• **TRY IT**
All entries are to be repeated exactly as shown below.
'''
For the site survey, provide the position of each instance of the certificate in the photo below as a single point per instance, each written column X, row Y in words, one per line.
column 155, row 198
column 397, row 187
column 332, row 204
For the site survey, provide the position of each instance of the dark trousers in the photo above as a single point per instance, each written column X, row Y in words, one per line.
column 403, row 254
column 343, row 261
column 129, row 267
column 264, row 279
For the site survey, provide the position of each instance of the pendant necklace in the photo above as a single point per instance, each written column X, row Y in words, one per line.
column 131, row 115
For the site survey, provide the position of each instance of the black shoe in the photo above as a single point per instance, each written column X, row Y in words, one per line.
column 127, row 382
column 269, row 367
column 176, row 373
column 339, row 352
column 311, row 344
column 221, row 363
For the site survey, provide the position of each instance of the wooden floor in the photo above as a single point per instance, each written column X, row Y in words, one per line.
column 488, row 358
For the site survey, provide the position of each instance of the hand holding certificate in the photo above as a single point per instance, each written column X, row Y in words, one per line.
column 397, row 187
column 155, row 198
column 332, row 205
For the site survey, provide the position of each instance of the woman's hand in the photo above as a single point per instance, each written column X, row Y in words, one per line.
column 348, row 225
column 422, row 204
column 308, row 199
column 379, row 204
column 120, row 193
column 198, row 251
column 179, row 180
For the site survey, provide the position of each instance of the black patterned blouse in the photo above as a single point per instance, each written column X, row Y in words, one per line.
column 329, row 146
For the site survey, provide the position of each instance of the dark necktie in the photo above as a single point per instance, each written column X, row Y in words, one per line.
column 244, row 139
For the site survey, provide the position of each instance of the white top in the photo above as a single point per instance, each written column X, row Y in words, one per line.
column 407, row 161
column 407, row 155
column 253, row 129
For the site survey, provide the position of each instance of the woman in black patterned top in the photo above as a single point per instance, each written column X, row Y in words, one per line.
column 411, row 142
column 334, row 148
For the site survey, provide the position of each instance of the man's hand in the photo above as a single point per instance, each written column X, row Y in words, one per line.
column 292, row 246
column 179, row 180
'''
• **OUTPUT**
For the site survey, provide the position of each instance of the certificate in the photo below as a single point per instance, each written column X, row Y in words, one per line.
column 155, row 198
column 397, row 187
column 332, row 204
For the site survey, provide the position of each instance of the dark trousers in the photo above as a single point per instance, each written column X, row Y in words, one per line.
column 403, row 254
column 343, row 261
column 129, row 267
column 264, row 279
For the site survey, provide the position of each instance of the pendant necklace in the photo above as a single point per instance, each written column X, row Y in words, one per line.
column 131, row 115
For the site survey, provide the position of each instance of the black shoe in the photo above as a single point per instance, each written column X, row Y in words, one per line.
column 127, row 382
column 269, row 367
column 176, row 373
column 339, row 352
column 311, row 344
column 221, row 363
For the site survey, provide the position of each instance of the wooden floor in the photo above as a single point per instance, each written column X, row Y in words, one per line.
column 488, row 358
For the site survey, provide the position of each instance of the hand holding certificate in the photo above as a single point per instance, each written column X, row Y in words, one per line.
column 397, row 187
column 155, row 198
column 332, row 205
For the site survey, provide the position of each instance of the woman's hand in the photo above as a single point per instance, each written column X, row Y in words, one per line.
column 348, row 225
column 422, row 204
column 308, row 199
column 379, row 204
column 120, row 193
column 198, row 251
column 179, row 180
For the site survey, provide the position of each instance of the black patterned blouse in the photo above as a single point per instance, each written column X, row Y in words, one per line.
column 329, row 146
For the site survey, provide the position of each instance of the dark necktie in the photo above as a single point per instance, each written column X, row Y in words, one per line.
column 244, row 139
For the site survey, provide the position of each instance of the white top in the photo above as a single point per instance, each written column X, row Y in words, one per line.
column 407, row 161
column 407, row 155
column 253, row 129
For the site survey, provide the position of each instance of the woman in black patterned top in the photo above as a single point per instance, each written column X, row Y in words, one per line.
column 411, row 142
column 334, row 148
For the site survey, provide the position of each instance of the man's hand in the photo above as a single point per instance, each written column X, row Y in words, one per line.
column 292, row 246
column 179, row 180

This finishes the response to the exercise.